* Exercise details
Write the next part of the Meetup RSVP stream data study, starting after its last sentence.

* Document section
/meetup-rsvps

Study meetup RSVP stream data

Primary LanguageJupyter Notebook

meetup-rsvps

Study meetup RSVP stream data

Data Source

Meetup RSVP stream API:

http://stream.meetup.com/2/rsvps

DocRef

System Architecture Overview

Logical View

The inidial idea of the target architecture looks like below.

Physical View

The exact implementation is shown as below.

Stream

  • Kafka Websocket Producer: recieve from Meetup Websocket Stream API, pipe to 1st Kafka topic
  • Kafka Instance: running in EC2
  • Kafka Spark Streaming Consumer: receive from Kafka, pipe to Spark Stream for real-time analysis, then forward transformed data to 2nd kafka topic

Store

  • Kafka Firehose Consumer: receive from 1st Kafka topic, forward raw data to Kinesis Firehose
  • Raw S3: receive from Firhose, store raw data in S3 bucket for batch analysis at later stage

Structure

  • Spark ETL: read raw data from S3, perform ETL to transform raw data into structured data, persisted as Spark DataFrame paquet in separate S3 location
  • 3NF S3: parquet-ed Spark DataFrame version of structured ETL data. The ETL transofrmed data shall conform to 3rd Normal Form.

* Point annotation items
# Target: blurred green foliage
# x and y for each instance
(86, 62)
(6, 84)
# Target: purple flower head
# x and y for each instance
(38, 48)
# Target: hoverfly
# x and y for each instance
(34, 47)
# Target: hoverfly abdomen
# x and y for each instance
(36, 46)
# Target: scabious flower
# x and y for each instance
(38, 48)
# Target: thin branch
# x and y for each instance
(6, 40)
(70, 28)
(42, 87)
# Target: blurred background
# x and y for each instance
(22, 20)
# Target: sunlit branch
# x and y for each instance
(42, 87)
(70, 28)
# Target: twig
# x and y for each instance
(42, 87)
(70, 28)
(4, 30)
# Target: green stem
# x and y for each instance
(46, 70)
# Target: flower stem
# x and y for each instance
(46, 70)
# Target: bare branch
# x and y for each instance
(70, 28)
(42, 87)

* Reply
Synthesize

  • Spark SQL EDA: load the parquet-ed dataframe, perform simple EDA on meetup rsvp data, e.g. who is the most active user, which is the most popular group, etc
  • Plotly Updater: kafka consumers that receive from 2nd kafka topic, transform data and update plotly charts via plotly streaming API.
  • Machine Learning:
    • download parquet data from S3 to local (e.g. aws s3 sync)
    • load DataFrame in sklearn
    • perform hierarchical clustering using urlkeys
    • perform regression with ensemble method to predict cluster label

Show

  • Flask: python web server to serve templated web page
  • Plotly: real-time dynamic charts to show dashboard about streaming data

Compliance to BigData Properties

Robustness and fault tolerance

  • Kafka: current setup is single instance, SPoF. Future >> Scale Out
  • Spark: current setup is using EMR cluster, already fault tolerant; RDD + DAG delivers resilient abstraction
  • S3: rely on Amazon to make it fault tolerant (hopefully...)
  • Flask: current setup is single Flask instance, SPoF. Future >> use NginX/Apache http server + scale out

Low latency reads and updates

  • Spark RDD is imutable, delivers "read only" and "write only" aspect
  • Spark Stream works on "mini batches" delivers low latency (relatively)

Scalability

  • Kafka: future scale out
  • Spark: already scalable with EMR
  • S3: already scalable
  • Flask: future scale out (cluster + load balancer + stateless)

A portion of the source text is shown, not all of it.